Proprio grazie al lavoro dei vertici dell’Opera Nazionale

Combattenti entra a far parte del lessico delle città nuove il

termine “Borghi”. Pare che “il Borgo non sarebbe dovuto

diventare una città vera e propria ma costituire solo il centro fisico

di una civitas di campagna, centro che oltre a fornire servizi

funzionasse da fulcro, snodo e condensatore sociale della

communitas sparsa per tutto il territorio”. (Pennacchi).

Ovviamente i borghi di questa città sono oltre che una

connotazione unica dello sviluppo anche una ricchezza

diversificata ma non può sottacersi che questi hanno avuto o

subito uno sviluppo separato a ciò contribuendo certamente la

miopia di alcune scelte politiche che non hanno favorito una

perfetta integrazione, come ad esempio una viabilità precaria che

li ha tenuti ancora più distanti rispetto alla distanza fisica dal

centro, laddove sarebbe stato necessario avvicinarli, cooptarli

ricomprenderli il più possibile e farli diventare quartieri di una

stessa grande città. Siamo difronte invece a tante piccole città

separate dal nucleo centrale propriamente inteso.

Cerco di spiegarmi meglio.

Emanuel Mounier diceva “organizzare lentamente le prossimità in

comunità” Cioè una vera comunità si forma quando alla base vi

sono relazioni e solo lentamente queste relazioni di dare e avere

portano alla creazione di vere e proprie comunità. Usa l’avverbio

lentamente per dire che una comunità è difficile da creare perché

occorre che le relazioni tra gli abitanti siano continuative e

costanti. Mi sembra ma posso sbagliarmi che le relazione nei

singoli Borghi hanno senz’altro creato comunità vere ma c’è da

chiedersi se la stessa cosa sia avvenuta attraverso le relazioni tra i

Borghi e il centro cittadino e se quel lentamente a cui fa

riferimento il filosofo Mounier si sia compiuto.

Esempi di etichettatura per punti
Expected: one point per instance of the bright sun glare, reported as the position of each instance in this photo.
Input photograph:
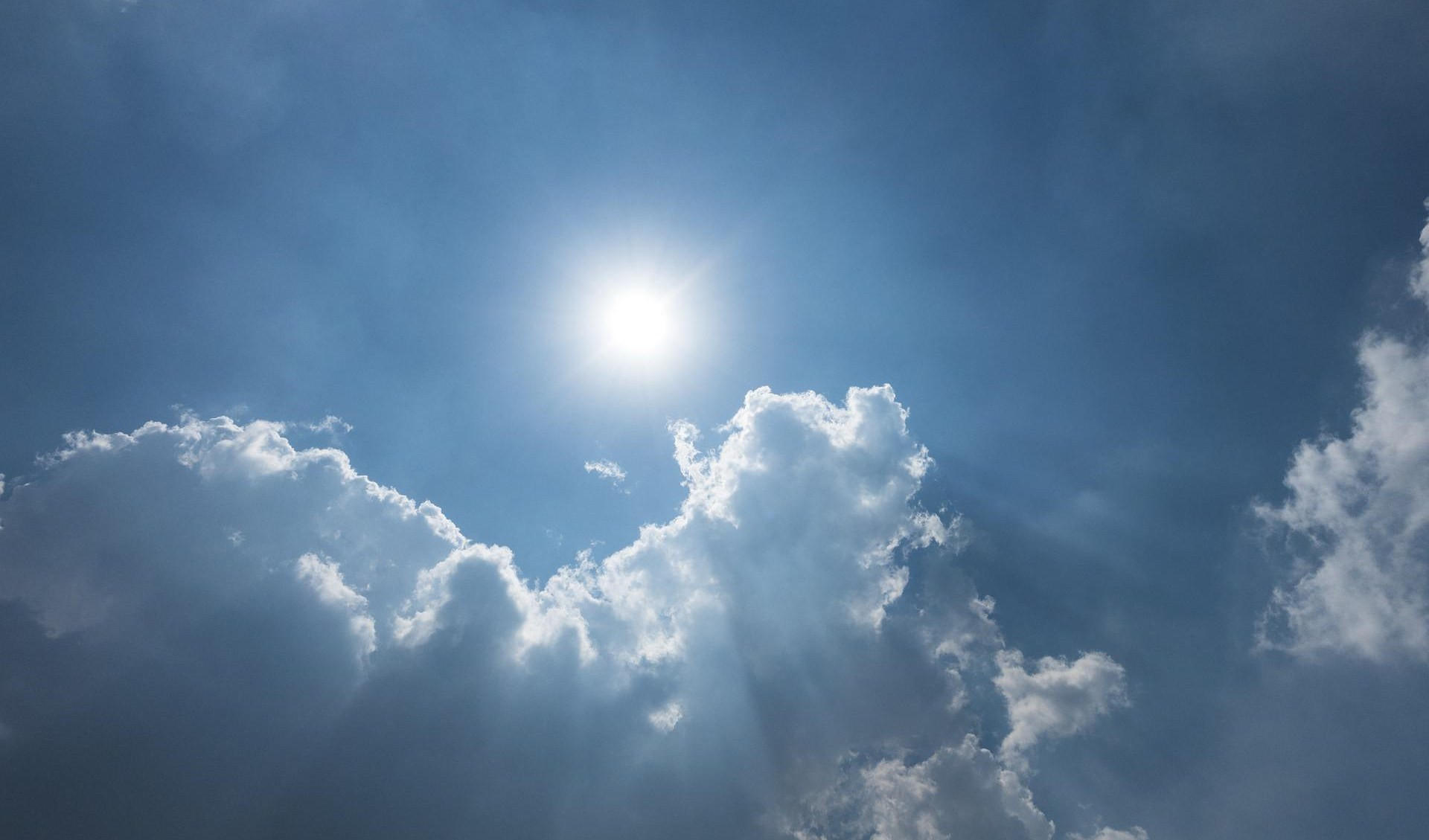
(638, 324)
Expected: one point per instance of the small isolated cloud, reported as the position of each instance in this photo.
(1055, 697)
(1134, 833)
(1357, 519)
(330, 423)
(609, 470)
(784, 659)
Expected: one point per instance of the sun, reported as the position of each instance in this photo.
(638, 324)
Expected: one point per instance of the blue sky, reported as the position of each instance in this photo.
(1116, 263)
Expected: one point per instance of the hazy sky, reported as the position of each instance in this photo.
(1028, 403)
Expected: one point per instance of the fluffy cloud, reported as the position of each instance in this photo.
(1055, 697)
(211, 632)
(1357, 518)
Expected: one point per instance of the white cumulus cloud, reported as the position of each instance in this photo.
(1055, 697)
(214, 633)
(1357, 518)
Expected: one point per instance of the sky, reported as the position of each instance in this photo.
(793, 420)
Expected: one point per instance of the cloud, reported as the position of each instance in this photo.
(1055, 699)
(1357, 518)
(609, 470)
(212, 632)
(1134, 833)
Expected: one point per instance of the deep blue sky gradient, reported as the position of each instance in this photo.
(1112, 256)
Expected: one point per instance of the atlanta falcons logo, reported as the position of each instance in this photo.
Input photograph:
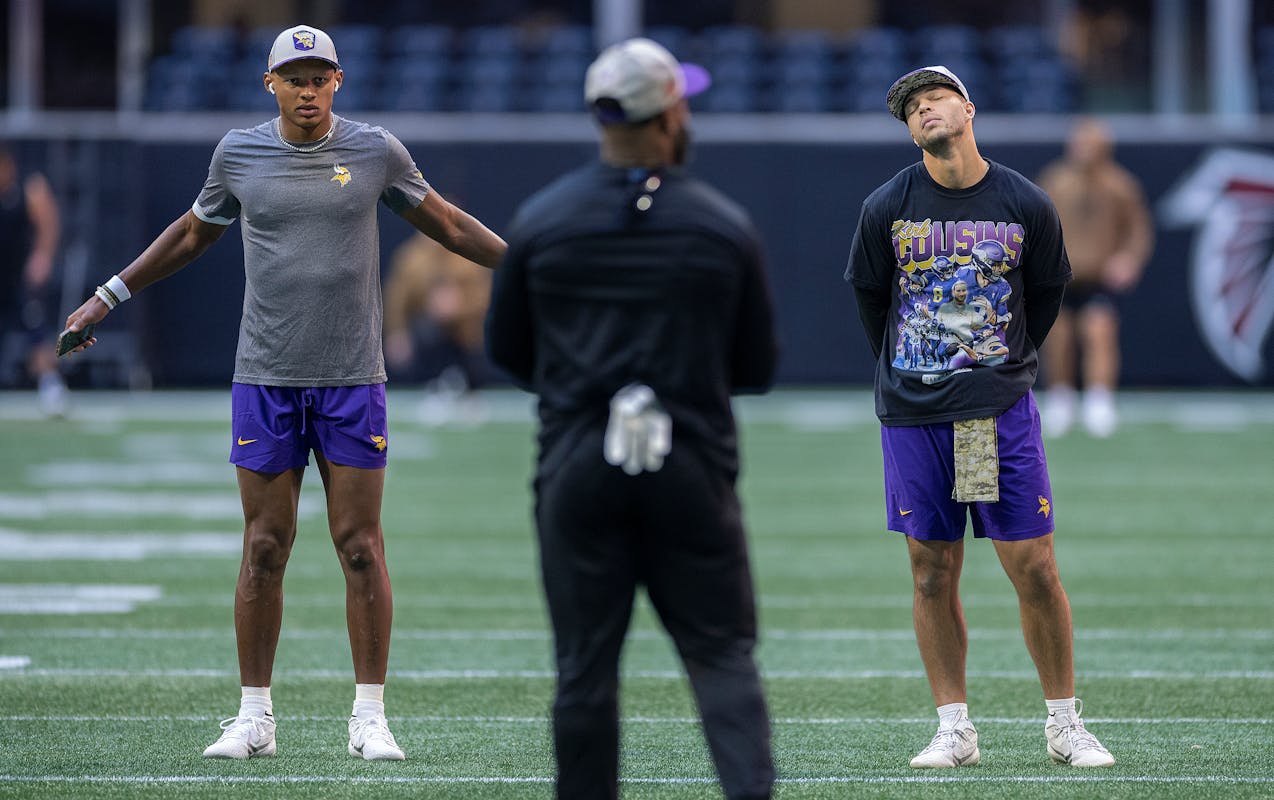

→ **LE CONSEGNE**:
1 – Rispondi alle domande seguenti usando solo il brano sui Borghi.
(a) Grazie al lavoro di chi il termine "Borghi" entra nel lessico delle città nuove?
(b) Quale esempio di scelta politica che non ha favorito l'integrazione viene citato?
(c) Quale avverbio usa Mounier?
2 – Riprendi il brano sui Borghi e sul pensiero di Mounier dal punto in cui si interrompe.

→ **RISULTATI DELL'ESERCIZIO**:
1 –
(a) Grazie al lavoro dei vertici dell'Opera Nazionale Combattenti.
(b) Viene citata una viabilità precaria.
(c) Mounier usa l'avverbio "lentamente".

2 –
Seconda considerazione

Negli ultimi 20 anni in questa città si sono succeduti tre Sindaci e

tre Commissari compreso me. Ciò a dire che ogni 5-7 anni la

compagine politica ha dovuto cedere il passo all’arrivo di un

Commissario. E prima degli anni 2000 è capitato altre volte con

una certa regolarità. Perché? Appare come un sintomo di forte

disagio che la comunità vive e che evidentemente non è stato

ancora risolto. Certamente andrebbe fatta un analisi più

approfondita per capire se questa patologia, chiamiamola così, sia

occasionale e le cui motivazioni siano da ricercarsi in molteplici

ragioni ogni volta che accada oppure è un vero e proprio modo di

essere dei rappresentanti della comunità che ad un certo punto

esprimono una forma di insoddisfazione e di conflittualità che

sfocia nel desiderio di cambiamento. Questo non vuole essere un

giudizio di valore sia chiaro ma una semplice osservazione, altri

meglio di me sapranno dire. Io non ho una risposta in proposito.

Ovviamente i rappresentanti che vengono votati sono espressione

di una comunità che in loro si riconosce, come è giusto che sia e

ritengo che i conflitti e le insoddisfazioni che essi hanno

rappresentato sono insiti nella stessa comunità che li ha generati.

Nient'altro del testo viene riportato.